Given request 1.
Reproduce verbatim the passage of the school energy article from "Tom Taggart, the" up to and including "where it was.".
Given request 2.
For each statement, say yes or no to whether it agrees with the school energy article, and quote the deciding words: (a) the recent renovations increased the district's square footage by a third; (b) the cast iron boilers replaced at CBCS had heated the school for 20 years; (c) when the systems switch to their "unoccupied" setting, the thermostats drop to 63 degrees.

Article.
»»
Technology brings huge energy savings to local schools

“It’s pretty cool”

Tom Taggart, the school district’s maintenance director, stooped over his laptop at the Crested Butte Community School and followed a thin red line on its path across the screen with his finger.

 

 

 

“That’s a week in time,” he said, scanning the tangle of brightly colored lines charting changes in the school’s indoor environment. “Here’s my air temperature, my mixed air temp. I can see my fan turning on.” Then he got excited. His red line spiked, if briefly, before settling back to where it was.
“My heating valve is red. It came on once for about two hours in the last week,” Taggart says. “By using air we heated from the rooms, we did that. In one week, this whole area was heated for that long. That’s what I like.”
Taggart travels around the boiler rooms that were updated during the renovation at the Crested Butte Community School two years ago, and there’s a lot he likes in the systems that keep the heat on and the water warm at the district’s schools. Having a network of cutting-edge technology to support his mission is making his life a lot easier, and the schools much more energy efficient.
Across the school district, where the same high efficiency boilers and monitoring systems are in place at some level in four school buildings, the recent renovations increased the district’s square footage by a third and reduced utility costs by 12 percent.
And that’s not because natural gas has gotten cheaper.
Instead, Taggart started learning the systems as they were installed. Then he spent last year following technicians around as they did warranty work, finding ways to tweak the system for a maximum return.
“I’m really happy with the whole thing, because we are really gaining a lot,” Taggart says.
At CBCS, the huge cast iron boilers that had provided heat to the school for 15 years were replaced with compact computerized models that heat when they need to and turn themselves off when they don’t. The same is true of the hot water heaters. In the past, simple tasks like turning the heat down when no one was around weren’t as easy than as they are today.
“Another switch we made that made a big difference was in the kitchen,” Taggart says. The school’s old hot water boilers needed to bring water for the entire building up to a temperature that could effectively wash dishes, then cool it down for hand washing, essentially wasting energy to heat water that would only be cooled down later.
“Now we have a dishwasher that can raise the temperature of the water higher, up to 70 degrees higher,” he says. That small change lets Taggart turn down the hot water boilers to hand washing temperature, and let the dishwasher do the heavy lifting, which saves the system energy.
Taggart has found that just the opposite approach is most effective in heating the air that circulates around the buildings. While the old system increased the air temperature a little when it entered the building, and then a lot when it went into a room (much as water is treated for kitchen use today), the new boilers bring the air temperature up to a point where people inside the building can make minor adjustments for comfort.
According to a report by district business manager Stephanie Juneau, the new boilers and more efficient use of heat at Gunnison Community School have “cut natural gas costs in half from one year to the next.”
Taggart makes adjustments to the district’s heating and ventilation systems through constant monitoring and observation of the environment, made possible with the new equipment. After weeks of watching, he learned that the boilers work really hard to heat air that’s colder than 63 degrees. So as the systems turn to their “unoccupied” setting, the thermostats drop to 63 degrees, making it easier to warm up when people start arriving at the school.
“The boilers have a brain in them and I have access to it,” he says.
Taggart can also tell you about the affect one outside wall, or two, will have on the temperature of a classroom or that 25 students will raise the temperature of a standard-size classroom two to three degrees. “Then we’ll adjust [the set classroom temperatures] because a room on the north side of the building with two outside walls won’t come up at all with students in it because we’re losing all that heat,” he says.
««
Source material.
»»
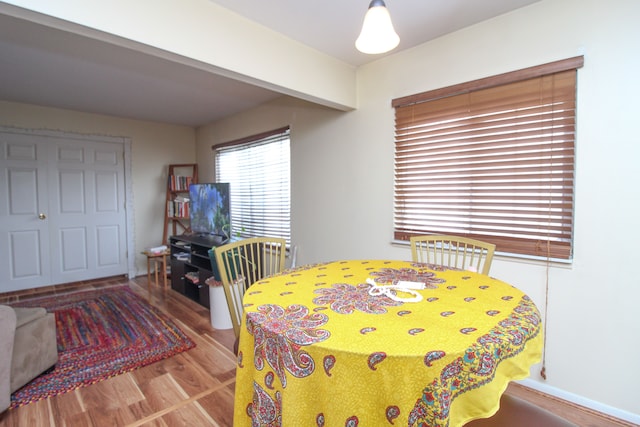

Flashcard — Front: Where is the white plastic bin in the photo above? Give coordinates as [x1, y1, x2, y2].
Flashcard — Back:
[206, 280, 233, 329]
««
Problem solution 1.
Tom Taggart, the school district’s maintenance director, stooped over his laptop at the Crested Butte Community School and followed a thin red line on its path across the screen with his finger.

 

 

 

“That’s a week in time,” he said, scanning the tangle of brightly colored lines charting changes in the school’s indoor environment. “Here’s my air temperature, my mixed air temp. I can see my fan turning on.” Then he got excited. His red line spiked, if briefly, before settling back to where it was.

Problem solution 2.
(a) Yes: "the recent renovations increased the district’s square footage by a third"
(b) No: "the huge cast iron boilers that had provided heat to the school for 15 years"
(c) Yes: "as the systems turn to their “unoccupied” setting, the thermostats drop to 63 degrees"